# DESCRIPTION OF THE TASK
Show every line below that contains the string "blue", matching case exactly.

(Stored data)

════

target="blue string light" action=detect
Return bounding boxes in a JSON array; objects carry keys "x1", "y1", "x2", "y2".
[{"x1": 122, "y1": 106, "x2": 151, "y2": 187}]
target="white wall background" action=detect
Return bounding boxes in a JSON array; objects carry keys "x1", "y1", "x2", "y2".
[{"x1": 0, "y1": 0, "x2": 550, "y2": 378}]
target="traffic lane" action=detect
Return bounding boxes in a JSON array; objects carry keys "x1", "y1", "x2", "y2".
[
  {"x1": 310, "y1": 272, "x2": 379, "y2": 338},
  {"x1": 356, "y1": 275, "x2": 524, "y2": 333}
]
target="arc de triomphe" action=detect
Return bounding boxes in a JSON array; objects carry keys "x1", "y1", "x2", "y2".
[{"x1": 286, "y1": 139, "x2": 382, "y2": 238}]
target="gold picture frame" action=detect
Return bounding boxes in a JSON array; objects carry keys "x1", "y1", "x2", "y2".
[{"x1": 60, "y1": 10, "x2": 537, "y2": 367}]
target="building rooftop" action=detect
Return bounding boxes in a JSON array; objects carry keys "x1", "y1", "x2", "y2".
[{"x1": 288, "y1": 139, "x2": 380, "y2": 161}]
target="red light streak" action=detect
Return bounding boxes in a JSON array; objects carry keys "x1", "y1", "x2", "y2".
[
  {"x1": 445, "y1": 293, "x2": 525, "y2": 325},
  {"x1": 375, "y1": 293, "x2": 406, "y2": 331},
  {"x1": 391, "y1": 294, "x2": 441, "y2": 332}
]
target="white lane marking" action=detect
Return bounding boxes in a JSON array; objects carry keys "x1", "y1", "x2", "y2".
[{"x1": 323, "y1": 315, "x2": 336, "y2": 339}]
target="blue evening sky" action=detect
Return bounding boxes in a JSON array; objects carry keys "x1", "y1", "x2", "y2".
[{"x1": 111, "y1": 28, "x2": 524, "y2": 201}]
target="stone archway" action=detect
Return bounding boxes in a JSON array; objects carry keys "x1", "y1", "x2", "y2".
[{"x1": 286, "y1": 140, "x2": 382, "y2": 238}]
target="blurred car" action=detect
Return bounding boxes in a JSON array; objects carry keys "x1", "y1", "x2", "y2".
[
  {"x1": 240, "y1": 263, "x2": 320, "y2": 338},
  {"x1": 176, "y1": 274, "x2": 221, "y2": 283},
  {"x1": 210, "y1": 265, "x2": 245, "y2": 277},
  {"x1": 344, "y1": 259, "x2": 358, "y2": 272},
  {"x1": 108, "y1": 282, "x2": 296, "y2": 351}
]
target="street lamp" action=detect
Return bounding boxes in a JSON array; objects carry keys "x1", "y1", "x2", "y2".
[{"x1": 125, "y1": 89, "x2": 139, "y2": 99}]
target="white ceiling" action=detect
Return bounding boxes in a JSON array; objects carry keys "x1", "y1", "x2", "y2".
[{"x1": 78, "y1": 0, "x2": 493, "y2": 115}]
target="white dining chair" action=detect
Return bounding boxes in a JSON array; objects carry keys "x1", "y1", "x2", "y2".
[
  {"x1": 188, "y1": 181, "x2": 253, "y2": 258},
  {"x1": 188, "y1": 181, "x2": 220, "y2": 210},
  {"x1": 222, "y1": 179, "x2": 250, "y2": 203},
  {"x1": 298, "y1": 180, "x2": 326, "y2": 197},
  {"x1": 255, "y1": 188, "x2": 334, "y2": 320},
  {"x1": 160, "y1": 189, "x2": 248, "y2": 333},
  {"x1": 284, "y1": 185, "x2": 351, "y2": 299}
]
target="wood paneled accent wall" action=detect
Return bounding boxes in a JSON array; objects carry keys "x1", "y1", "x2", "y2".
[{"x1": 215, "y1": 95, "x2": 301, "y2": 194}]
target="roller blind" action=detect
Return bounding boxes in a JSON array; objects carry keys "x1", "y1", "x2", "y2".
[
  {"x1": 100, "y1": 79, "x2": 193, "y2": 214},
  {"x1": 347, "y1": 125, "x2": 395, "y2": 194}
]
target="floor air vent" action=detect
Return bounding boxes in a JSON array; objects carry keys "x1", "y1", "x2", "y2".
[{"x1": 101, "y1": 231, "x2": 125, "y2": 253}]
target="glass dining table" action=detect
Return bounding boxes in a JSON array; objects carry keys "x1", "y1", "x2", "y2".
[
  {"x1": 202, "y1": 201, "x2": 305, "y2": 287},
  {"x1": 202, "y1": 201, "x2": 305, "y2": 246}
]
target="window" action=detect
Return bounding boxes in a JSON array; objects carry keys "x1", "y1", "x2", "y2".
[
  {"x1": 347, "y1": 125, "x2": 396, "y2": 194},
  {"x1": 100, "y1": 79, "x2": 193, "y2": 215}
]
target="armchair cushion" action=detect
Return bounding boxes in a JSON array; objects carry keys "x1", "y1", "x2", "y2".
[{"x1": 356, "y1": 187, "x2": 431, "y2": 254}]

════

# SOLVED PROBLEM
target="blue string light" action=detect
target="blue evening sky" action=detect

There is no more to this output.